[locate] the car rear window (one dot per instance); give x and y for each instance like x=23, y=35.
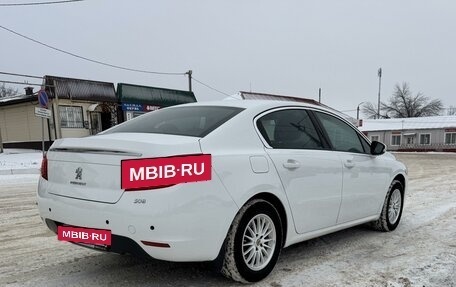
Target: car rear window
x=195, y=121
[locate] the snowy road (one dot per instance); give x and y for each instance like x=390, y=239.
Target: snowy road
x=421, y=252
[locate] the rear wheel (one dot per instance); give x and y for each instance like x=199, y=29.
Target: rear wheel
x=392, y=208
x=253, y=243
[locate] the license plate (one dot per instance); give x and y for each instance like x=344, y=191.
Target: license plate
x=84, y=235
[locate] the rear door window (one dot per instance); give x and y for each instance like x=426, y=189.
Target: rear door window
x=341, y=135
x=289, y=129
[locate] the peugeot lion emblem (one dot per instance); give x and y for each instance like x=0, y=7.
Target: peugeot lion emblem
x=78, y=173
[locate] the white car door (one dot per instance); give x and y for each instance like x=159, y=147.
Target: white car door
x=310, y=173
x=365, y=177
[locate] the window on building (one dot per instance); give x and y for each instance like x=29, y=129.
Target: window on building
x=396, y=139
x=375, y=138
x=71, y=117
x=425, y=139
x=450, y=138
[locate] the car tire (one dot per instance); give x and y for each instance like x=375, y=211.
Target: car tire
x=392, y=208
x=251, y=252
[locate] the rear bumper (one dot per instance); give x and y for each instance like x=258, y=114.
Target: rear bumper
x=119, y=244
x=193, y=219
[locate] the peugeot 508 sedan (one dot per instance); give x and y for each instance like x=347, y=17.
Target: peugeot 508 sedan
x=232, y=182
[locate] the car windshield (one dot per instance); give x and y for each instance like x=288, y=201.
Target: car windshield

■ **The exercise**: Copy out each of the records above word for word, including every line, and leave the pictures out of your copy.

■ **Exercise solution**:
[locate] the car rear window (one dot per instance); give x and y for each instance like x=23, y=35.
Target: car rear window
x=195, y=121
[locate] the snowy road (one dot per instance); give x and y for each instance like x=390, y=239.
Target: snowy road
x=421, y=252
[locate] the rear wheel (one dot per instance); give x and y for each instance like x=199, y=29.
Target: rear wheel
x=392, y=208
x=253, y=243
[locate] the license plate (one dot per instance); give x and y for each instance like x=344, y=191.
Target: license plate
x=84, y=235
[locate] the rear door window (one dot per instance); give x and y for each instance like x=426, y=189.
Target: rear door window
x=341, y=135
x=289, y=129
[locate] the peugeot lion emblem (one dot per instance); give x and y for each instance like x=0, y=7.
Target: peugeot lion emblem
x=78, y=173
[locate] the white car door (one dot per instance); give x and y for each instance like x=159, y=147.
Target: white car door
x=310, y=173
x=365, y=177
[locate] the window on building (one dot per instance); give x and y for each instance like x=29, y=129.
Target: window on building
x=396, y=139
x=375, y=138
x=71, y=117
x=425, y=139
x=450, y=138
[locate] the car tire (one dot per instance); give x and y for each instance like x=375, y=211.
Target: car tire
x=392, y=208
x=251, y=252
[locate] the rear bumper (one dot per instance); give x and y for each instance like x=258, y=114.
Target: rear bumper
x=119, y=244
x=193, y=219
[locate] the peugeot 508 sedan (one dot per instance); give x and y for each instance like x=347, y=17.
Target: peugeot 508 sedan
x=232, y=182
[locate] the car windshield (one dot per instance); give x and y for each instance like x=288, y=201.
Target: car windshield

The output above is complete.